▶ _Goal of the exercise_: Report every line of the records that includes the word "leaf".

========

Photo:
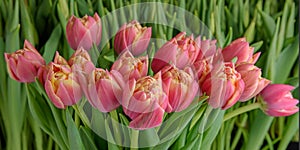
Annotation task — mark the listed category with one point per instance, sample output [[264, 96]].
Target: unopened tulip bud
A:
[[277, 100], [83, 32]]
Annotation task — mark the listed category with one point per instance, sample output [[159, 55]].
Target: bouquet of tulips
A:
[[132, 95]]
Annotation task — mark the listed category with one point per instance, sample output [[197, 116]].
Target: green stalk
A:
[[241, 110]]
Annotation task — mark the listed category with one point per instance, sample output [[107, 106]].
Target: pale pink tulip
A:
[[145, 102], [277, 100], [180, 51], [254, 83], [83, 32], [23, 65], [132, 37], [131, 67], [180, 87]]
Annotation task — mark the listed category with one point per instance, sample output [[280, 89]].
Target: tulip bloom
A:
[[83, 32], [61, 85], [277, 100], [254, 83], [180, 87], [180, 51], [145, 102], [102, 89], [228, 84], [240, 48], [132, 37], [131, 67], [23, 65]]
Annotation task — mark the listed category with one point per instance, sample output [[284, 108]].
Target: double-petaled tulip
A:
[[180, 86], [224, 88], [23, 65], [240, 49], [277, 100], [145, 102], [180, 51], [132, 37], [61, 85], [131, 67], [83, 32], [81, 61], [254, 83], [103, 89]]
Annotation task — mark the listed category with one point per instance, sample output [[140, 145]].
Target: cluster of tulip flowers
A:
[[184, 69]]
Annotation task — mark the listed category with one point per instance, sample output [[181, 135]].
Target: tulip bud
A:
[[229, 84], [277, 100], [240, 48], [131, 67], [254, 83], [83, 32], [102, 89], [23, 64], [180, 51], [180, 87], [61, 85], [132, 37], [145, 102]]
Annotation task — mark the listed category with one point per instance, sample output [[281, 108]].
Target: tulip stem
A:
[[241, 110]]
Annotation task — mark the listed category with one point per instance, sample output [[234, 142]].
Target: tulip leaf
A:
[[87, 138], [285, 61], [73, 133], [52, 44]]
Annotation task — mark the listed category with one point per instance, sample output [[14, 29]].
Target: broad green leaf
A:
[[285, 62], [73, 133], [52, 44], [87, 138]]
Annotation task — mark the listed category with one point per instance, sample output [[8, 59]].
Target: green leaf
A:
[[285, 61], [52, 44], [87, 139], [73, 133], [269, 23]]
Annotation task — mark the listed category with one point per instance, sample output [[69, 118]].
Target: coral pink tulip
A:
[[132, 37], [62, 86], [180, 87], [103, 89], [131, 67], [277, 100], [83, 32], [180, 51], [23, 65], [254, 83], [229, 91], [145, 102]]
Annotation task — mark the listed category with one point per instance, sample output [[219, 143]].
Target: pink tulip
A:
[[81, 61], [180, 87], [277, 100], [61, 85], [103, 89], [132, 37], [83, 32], [23, 64], [240, 48], [131, 67], [180, 51], [145, 102], [254, 83], [224, 88]]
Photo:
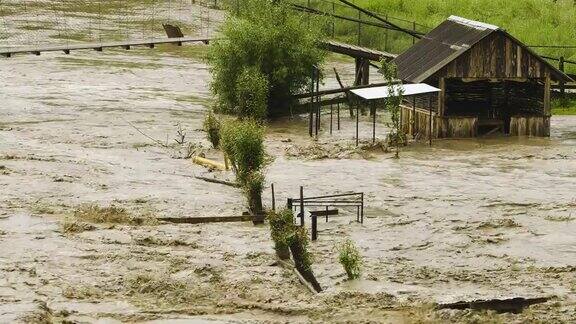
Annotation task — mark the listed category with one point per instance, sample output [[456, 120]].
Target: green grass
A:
[[534, 22], [564, 107]]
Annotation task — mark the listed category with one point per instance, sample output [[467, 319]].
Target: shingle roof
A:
[[444, 44]]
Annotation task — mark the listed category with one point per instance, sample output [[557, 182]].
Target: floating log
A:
[[226, 183], [209, 163], [290, 265], [510, 305], [206, 220]]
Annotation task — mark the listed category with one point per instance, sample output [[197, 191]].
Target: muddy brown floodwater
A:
[[462, 220]]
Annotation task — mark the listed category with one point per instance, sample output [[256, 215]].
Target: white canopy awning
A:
[[382, 92]]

========

▶ _Your response_:
Target: tulip leaf
Target: broad green leaf
Target: green leaf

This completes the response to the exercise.